>>

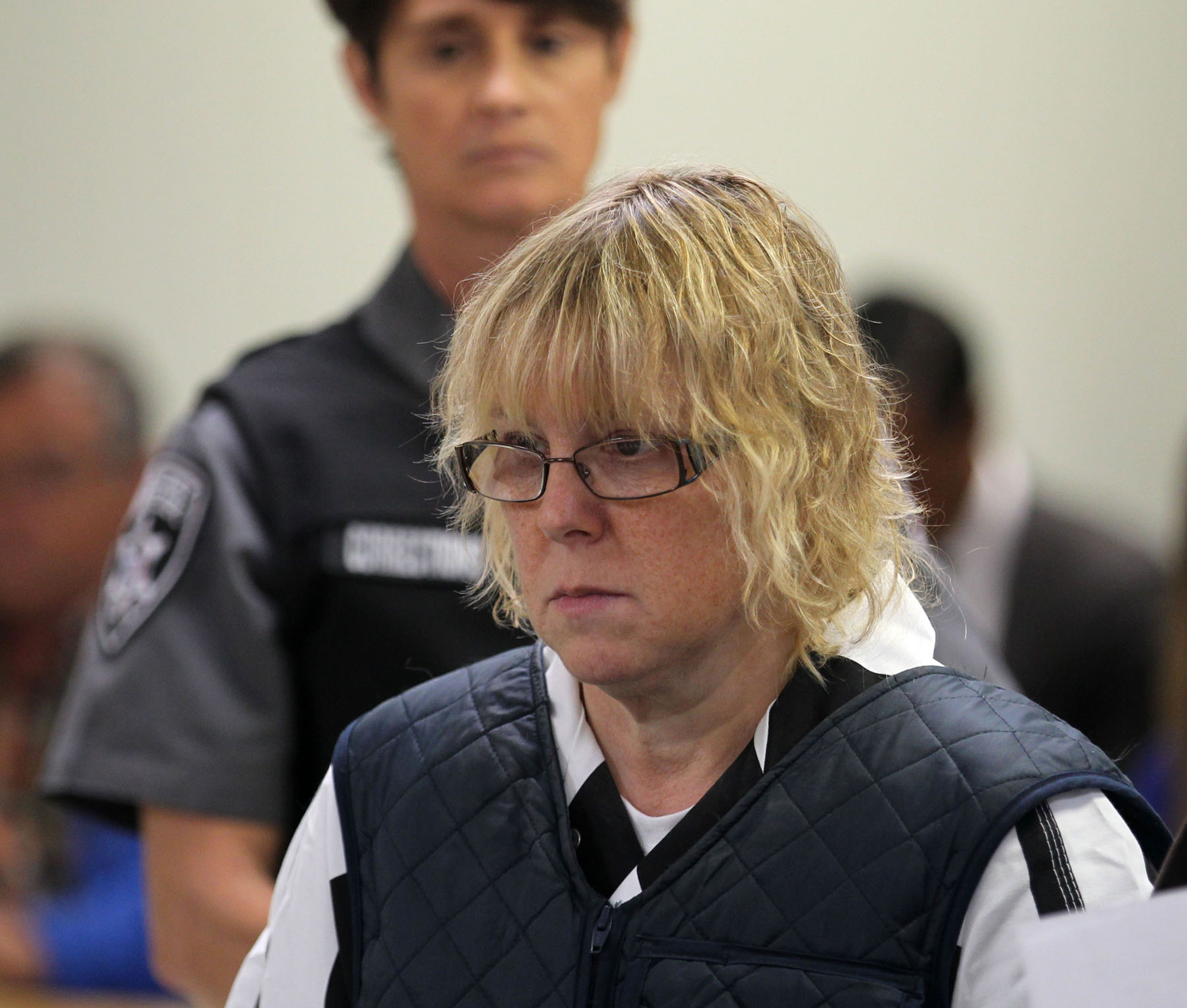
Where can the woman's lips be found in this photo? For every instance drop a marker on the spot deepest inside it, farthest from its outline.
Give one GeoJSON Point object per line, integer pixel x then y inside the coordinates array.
{"type": "Point", "coordinates": [509, 156]}
{"type": "Point", "coordinates": [582, 603]}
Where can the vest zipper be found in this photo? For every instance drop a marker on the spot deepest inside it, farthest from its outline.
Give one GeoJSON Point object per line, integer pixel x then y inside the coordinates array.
{"type": "Point", "coordinates": [601, 930]}
{"type": "Point", "coordinates": [598, 943]}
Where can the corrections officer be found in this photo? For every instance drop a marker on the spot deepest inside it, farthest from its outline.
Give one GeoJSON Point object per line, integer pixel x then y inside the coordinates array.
{"type": "Point", "coordinates": [284, 566]}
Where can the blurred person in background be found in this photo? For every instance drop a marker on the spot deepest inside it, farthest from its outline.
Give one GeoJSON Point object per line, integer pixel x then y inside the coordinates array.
{"type": "Point", "coordinates": [287, 566]}
{"type": "Point", "coordinates": [1074, 610]}
{"type": "Point", "coordinates": [1169, 760]}
{"type": "Point", "coordinates": [72, 904]}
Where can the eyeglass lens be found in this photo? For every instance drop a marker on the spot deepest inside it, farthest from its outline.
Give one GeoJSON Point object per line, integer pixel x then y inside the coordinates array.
{"type": "Point", "coordinates": [611, 470]}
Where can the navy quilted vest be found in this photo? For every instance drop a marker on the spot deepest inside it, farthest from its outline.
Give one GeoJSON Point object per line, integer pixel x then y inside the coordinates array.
{"type": "Point", "coordinates": [841, 879]}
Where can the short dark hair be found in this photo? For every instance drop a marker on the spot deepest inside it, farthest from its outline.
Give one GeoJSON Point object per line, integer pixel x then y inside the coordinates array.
{"type": "Point", "coordinates": [27, 348]}
{"type": "Point", "coordinates": [925, 348]}
{"type": "Point", "coordinates": [366, 20]}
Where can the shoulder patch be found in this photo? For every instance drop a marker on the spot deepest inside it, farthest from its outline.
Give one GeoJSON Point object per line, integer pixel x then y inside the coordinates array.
{"type": "Point", "coordinates": [411, 553]}
{"type": "Point", "coordinates": [153, 548]}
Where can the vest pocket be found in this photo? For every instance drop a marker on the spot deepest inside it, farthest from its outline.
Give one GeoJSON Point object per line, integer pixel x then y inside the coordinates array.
{"type": "Point", "coordinates": [676, 973]}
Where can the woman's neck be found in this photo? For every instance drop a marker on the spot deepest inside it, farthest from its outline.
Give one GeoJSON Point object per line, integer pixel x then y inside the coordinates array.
{"type": "Point", "coordinates": [667, 750]}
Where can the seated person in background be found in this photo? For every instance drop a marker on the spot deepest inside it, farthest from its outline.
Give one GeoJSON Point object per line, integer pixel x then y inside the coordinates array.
{"type": "Point", "coordinates": [71, 455]}
{"type": "Point", "coordinates": [1074, 611]}
{"type": "Point", "coordinates": [729, 772]}
{"type": "Point", "coordinates": [306, 573]}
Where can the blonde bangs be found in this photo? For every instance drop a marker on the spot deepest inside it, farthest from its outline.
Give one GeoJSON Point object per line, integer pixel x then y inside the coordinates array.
{"type": "Point", "coordinates": [697, 303]}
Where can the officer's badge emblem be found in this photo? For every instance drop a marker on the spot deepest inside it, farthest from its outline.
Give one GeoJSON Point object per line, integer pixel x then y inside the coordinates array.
{"type": "Point", "coordinates": [153, 549]}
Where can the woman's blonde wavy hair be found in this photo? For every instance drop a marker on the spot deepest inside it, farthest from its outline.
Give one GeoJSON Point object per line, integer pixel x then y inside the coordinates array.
{"type": "Point", "coordinates": [697, 303]}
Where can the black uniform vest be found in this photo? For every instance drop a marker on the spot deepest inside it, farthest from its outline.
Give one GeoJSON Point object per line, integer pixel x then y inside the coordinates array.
{"type": "Point", "coordinates": [841, 879]}
{"type": "Point", "coordinates": [367, 578]}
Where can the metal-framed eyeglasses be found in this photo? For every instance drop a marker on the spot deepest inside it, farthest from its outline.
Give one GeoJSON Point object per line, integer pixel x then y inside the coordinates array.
{"type": "Point", "coordinates": [615, 470]}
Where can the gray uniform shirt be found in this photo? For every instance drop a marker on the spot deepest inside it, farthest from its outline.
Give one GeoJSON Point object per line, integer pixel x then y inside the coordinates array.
{"type": "Point", "coordinates": [182, 695]}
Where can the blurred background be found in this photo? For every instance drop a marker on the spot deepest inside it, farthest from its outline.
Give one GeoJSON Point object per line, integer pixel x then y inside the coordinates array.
{"type": "Point", "coordinates": [196, 176]}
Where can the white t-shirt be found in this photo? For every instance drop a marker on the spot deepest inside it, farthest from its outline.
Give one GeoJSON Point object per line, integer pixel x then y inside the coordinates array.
{"type": "Point", "coordinates": [1094, 854]}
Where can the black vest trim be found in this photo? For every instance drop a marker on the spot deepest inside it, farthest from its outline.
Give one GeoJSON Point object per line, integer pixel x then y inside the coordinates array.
{"type": "Point", "coordinates": [459, 806]}
{"type": "Point", "coordinates": [1053, 885]}
{"type": "Point", "coordinates": [607, 846]}
{"type": "Point", "coordinates": [1156, 844]}
{"type": "Point", "coordinates": [354, 918]}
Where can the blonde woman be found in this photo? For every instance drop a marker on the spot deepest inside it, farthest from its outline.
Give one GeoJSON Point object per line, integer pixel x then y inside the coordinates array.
{"type": "Point", "coordinates": [729, 772]}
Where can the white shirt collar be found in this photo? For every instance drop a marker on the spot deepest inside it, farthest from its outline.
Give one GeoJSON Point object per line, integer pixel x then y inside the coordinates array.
{"type": "Point", "coordinates": [902, 639]}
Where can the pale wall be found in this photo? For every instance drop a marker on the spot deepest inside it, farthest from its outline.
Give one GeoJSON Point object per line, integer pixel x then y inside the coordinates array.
{"type": "Point", "coordinates": [195, 175]}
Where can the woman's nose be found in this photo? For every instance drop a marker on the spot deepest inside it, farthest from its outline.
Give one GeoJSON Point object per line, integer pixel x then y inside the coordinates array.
{"type": "Point", "coordinates": [569, 509]}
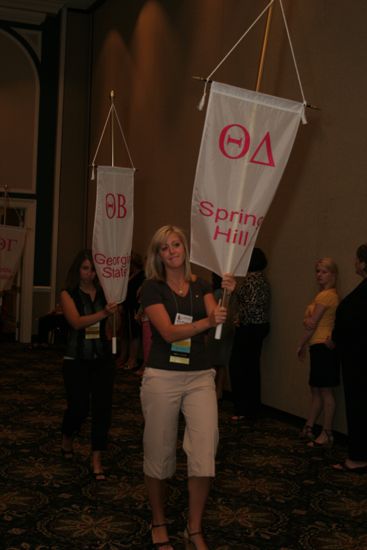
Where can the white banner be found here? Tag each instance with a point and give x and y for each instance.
(113, 230)
(12, 241)
(246, 143)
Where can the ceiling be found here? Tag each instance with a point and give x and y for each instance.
(34, 11)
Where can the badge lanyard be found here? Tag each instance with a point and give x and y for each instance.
(180, 350)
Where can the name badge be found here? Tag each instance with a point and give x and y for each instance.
(180, 350)
(92, 332)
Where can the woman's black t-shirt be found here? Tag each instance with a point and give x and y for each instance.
(158, 292)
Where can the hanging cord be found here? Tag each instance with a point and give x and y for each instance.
(123, 137)
(294, 60)
(100, 141)
(202, 101)
(112, 111)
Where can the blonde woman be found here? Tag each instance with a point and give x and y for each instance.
(324, 367)
(178, 378)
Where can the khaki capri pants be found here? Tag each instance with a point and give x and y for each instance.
(163, 395)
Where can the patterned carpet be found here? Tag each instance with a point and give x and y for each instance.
(271, 492)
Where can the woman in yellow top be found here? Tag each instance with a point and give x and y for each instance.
(324, 367)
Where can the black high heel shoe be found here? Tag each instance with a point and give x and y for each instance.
(160, 545)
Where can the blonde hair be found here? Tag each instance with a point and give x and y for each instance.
(329, 264)
(154, 267)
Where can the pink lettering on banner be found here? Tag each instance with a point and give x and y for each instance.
(233, 236)
(242, 142)
(235, 141)
(7, 244)
(114, 267)
(114, 273)
(269, 152)
(207, 209)
(115, 205)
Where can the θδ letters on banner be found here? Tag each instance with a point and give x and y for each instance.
(246, 142)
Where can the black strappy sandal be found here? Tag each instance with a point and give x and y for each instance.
(158, 545)
(188, 538)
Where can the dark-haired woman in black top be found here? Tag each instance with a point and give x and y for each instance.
(88, 369)
(253, 300)
(349, 335)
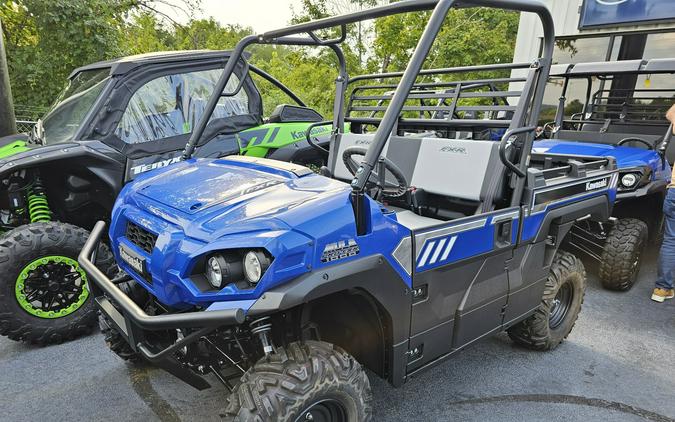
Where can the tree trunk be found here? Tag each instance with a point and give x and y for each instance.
(7, 118)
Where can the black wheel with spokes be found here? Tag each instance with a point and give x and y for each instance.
(306, 381)
(43, 291)
(560, 305)
(327, 410)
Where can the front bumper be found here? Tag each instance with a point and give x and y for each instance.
(133, 323)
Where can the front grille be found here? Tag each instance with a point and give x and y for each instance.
(141, 237)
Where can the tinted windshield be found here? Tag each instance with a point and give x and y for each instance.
(73, 104)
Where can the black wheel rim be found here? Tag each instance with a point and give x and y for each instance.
(561, 305)
(51, 287)
(329, 410)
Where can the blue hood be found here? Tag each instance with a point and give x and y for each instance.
(208, 198)
(198, 207)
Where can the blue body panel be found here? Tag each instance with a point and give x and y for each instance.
(201, 206)
(626, 157)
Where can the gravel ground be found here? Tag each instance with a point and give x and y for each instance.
(617, 365)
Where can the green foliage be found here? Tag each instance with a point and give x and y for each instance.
(46, 40)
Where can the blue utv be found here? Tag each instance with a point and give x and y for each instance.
(617, 109)
(416, 240)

<<

State the number of lines in the data above containing the string "vest" and nothing more.

5